>> START RECORD EXCERPTS

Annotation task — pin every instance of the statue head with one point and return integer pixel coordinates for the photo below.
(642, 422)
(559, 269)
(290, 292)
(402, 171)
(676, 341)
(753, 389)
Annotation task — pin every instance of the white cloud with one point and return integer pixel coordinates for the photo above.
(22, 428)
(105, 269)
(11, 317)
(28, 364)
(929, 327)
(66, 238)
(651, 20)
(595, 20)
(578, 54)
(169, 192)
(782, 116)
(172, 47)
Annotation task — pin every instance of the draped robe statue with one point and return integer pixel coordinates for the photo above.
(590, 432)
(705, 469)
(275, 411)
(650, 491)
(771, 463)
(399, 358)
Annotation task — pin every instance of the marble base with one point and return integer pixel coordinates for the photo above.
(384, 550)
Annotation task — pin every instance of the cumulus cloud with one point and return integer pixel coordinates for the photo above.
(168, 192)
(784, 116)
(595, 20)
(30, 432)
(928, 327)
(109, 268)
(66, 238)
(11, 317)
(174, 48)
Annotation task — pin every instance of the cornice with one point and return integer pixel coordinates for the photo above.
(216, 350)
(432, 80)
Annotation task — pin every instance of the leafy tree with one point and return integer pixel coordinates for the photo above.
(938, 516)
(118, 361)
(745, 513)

>> END RECORD EXCERPTS

**TASK INSTRUCTIONS**.
Swap "pin every instance" for "mark each occurrence" throughout the lines above and reproduce them with everything else left as it is.

**THE ANSWER**.
Annotation task — mark each occurrence of the statue head with one point and return integer pixel coordinates for the photo below.
(642, 422)
(559, 269)
(290, 292)
(402, 171)
(676, 341)
(753, 389)
Annotation task — mark each occurrence of the white cloud with one point and return integer pixel coordinates for the photo above.
(22, 428)
(105, 269)
(11, 317)
(28, 364)
(929, 327)
(66, 238)
(651, 20)
(595, 20)
(578, 54)
(169, 192)
(782, 116)
(172, 47)
Annotation task — mark each occurrence of the draped robe statue with one point and return integer pixel coordinates for the photo above.
(590, 432)
(705, 469)
(275, 411)
(650, 491)
(771, 463)
(399, 358)
Annotation task — mark each occurrence of the marble base with one point and return integer pixel coordinates for the photo above.
(384, 550)
Annotation task — mark each occurrence of the cumulus cloud with one point and return integer pixel coordinates for the photo above.
(168, 192)
(784, 116)
(595, 20)
(30, 432)
(928, 327)
(109, 268)
(66, 238)
(11, 317)
(174, 48)
Annotation task — mark each occurrence of the cornice with one point and return integer pixel coordinates for the photo above.
(216, 350)
(432, 80)
Annotation task — mark each occurrence of the leafy tree with one point and return integer pixel coordinates for the photo above.
(938, 516)
(118, 361)
(745, 513)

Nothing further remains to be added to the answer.